[Exercise]:
Write out, exactly as they appear, only the lines running from the line with "Task: for every instance of the dense" to the final line of the listing; include both.
─── Task material
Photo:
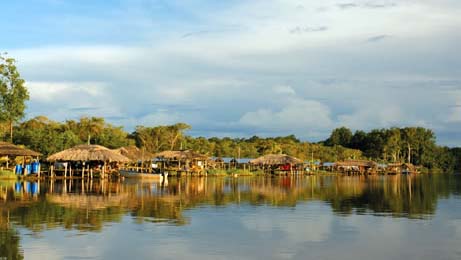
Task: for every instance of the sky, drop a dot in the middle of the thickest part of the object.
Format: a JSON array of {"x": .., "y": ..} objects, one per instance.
[{"x": 242, "y": 68}]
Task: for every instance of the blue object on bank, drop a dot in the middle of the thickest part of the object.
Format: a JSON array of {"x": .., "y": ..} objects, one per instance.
[
  {"x": 18, "y": 169},
  {"x": 35, "y": 166},
  {"x": 18, "y": 187},
  {"x": 27, "y": 169}
]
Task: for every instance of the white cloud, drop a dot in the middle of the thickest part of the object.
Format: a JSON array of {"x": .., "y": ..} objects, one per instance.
[{"x": 322, "y": 78}]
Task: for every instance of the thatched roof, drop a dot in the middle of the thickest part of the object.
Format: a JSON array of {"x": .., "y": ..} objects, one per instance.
[
  {"x": 84, "y": 153},
  {"x": 358, "y": 163},
  {"x": 134, "y": 153},
  {"x": 14, "y": 150},
  {"x": 180, "y": 155},
  {"x": 276, "y": 159}
]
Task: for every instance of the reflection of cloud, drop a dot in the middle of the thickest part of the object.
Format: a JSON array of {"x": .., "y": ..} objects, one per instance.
[{"x": 312, "y": 226}]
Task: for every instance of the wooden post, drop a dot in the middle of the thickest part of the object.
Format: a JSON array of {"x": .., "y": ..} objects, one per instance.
[{"x": 65, "y": 170}]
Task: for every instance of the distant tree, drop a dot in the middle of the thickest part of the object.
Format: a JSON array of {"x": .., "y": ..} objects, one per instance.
[
  {"x": 13, "y": 93},
  {"x": 90, "y": 127},
  {"x": 340, "y": 136}
]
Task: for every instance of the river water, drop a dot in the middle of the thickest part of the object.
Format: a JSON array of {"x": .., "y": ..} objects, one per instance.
[{"x": 312, "y": 217}]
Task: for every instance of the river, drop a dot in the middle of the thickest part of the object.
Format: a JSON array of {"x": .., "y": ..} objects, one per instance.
[{"x": 311, "y": 217}]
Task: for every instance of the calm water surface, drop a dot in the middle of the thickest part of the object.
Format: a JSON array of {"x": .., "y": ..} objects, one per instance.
[{"x": 316, "y": 217}]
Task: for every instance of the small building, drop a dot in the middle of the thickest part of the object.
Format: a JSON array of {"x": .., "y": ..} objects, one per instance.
[
  {"x": 30, "y": 158},
  {"x": 179, "y": 162},
  {"x": 356, "y": 167},
  {"x": 86, "y": 158},
  {"x": 278, "y": 164},
  {"x": 401, "y": 168},
  {"x": 224, "y": 163}
]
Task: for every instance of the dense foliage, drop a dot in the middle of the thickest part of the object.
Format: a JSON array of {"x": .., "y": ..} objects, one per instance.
[
  {"x": 13, "y": 93},
  {"x": 416, "y": 145},
  {"x": 412, "y": 144}
]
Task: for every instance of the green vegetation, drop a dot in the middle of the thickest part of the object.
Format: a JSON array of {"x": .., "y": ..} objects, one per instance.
[
  {"x": 411, "y": 144},
  {"x": 416, "y": 145},
  {"x": 13, "y": 93},
  {"x": 4, "y": 174}
]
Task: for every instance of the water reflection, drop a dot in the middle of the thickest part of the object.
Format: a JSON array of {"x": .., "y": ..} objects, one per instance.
[{"x": 87, "y": 206}]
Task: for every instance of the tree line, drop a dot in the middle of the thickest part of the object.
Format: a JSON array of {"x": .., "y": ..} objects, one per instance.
[{"x": 415, "y": 145}]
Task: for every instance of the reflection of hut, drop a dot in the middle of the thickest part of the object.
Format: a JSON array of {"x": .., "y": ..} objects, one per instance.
[
  {"x": 278, "y": 163},
  {"x": 10, "y": 150},
  {"x": 187, "y": 161},
  {"x": 356, "y": 167},
  {"x": 86, "y": 156}
]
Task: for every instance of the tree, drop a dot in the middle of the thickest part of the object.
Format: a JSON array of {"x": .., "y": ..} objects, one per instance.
[
  {"x": 89, "y": 127},
  {"x": 340, "y": 136},
  {"x": 13, "y": 93}
]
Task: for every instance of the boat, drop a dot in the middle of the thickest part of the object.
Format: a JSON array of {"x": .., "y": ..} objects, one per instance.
[{"x": 142, "y": 175}]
──────
[Complete output]:
Task: for every instance of the dense foliage, drop a dot in the middle of the thickest part of the object.
Format: a JSON array of {"x": .., "y": ..} objects, one per instance.
[
  {"x": 13, "y": 93},
  {"x": 416, "y": 145},
  {"x": 412, "y": 144}
]
Task: for every instance of the green vegetation, drop a dot in the middle of the thickest part of the object.
Format: a JSON array of {"x": .., "y": ..} objects, one per instance.
[
  {"x": 411, "y": 144},
  {"x": 416, "y": 145},
  {"x": 13, "y": 93},
  {"x": 4, "y": 174}
]
Task: for every instance of the water reflection, drop a dot in the middle of the thickest part of the object.
Format: a JSON array of {"x": .., "y": ..} objects, one per instance.
[{"x": 87, "y": 206}]
Task: for every instance of the tree line, drop a dot in the middle of the thickest part of the object.
Format: a JSON array of {"x": .., "y": ..} objects, one per instance.
[{"x": 415, "y": 145}]
Task: for every instance of the reflection of hut, drop a dot in the middle of the thickest part of the object.
Format: a JSON array of {"x": .., "y": ..} objects, one per instance.
[
  {"x": 278, "y": 163},
  {"x": 10, "y": 150},
  {"x": 187, "y": 161},
  {"x": 356, "y": 167},
  {"x": 86, "y": 156}
]
Task: for every instance of the tree, drop a dot in the middle of the thickest part of the object.
Format: a JSON array of {"x": .., "y": ..} objects, one per instance.
[
  {"x": 89, "y": 127},
  {"x": 340, "y": 136},
  {"x": 13, "y": 93}
]
Task: for every instance of the boat, drop a dot in the middle of the thickest part of the object.
Format: a JSON array of {"x": .., "y": ..} objects, one per instance.
[{"x": 142, "y": 175}]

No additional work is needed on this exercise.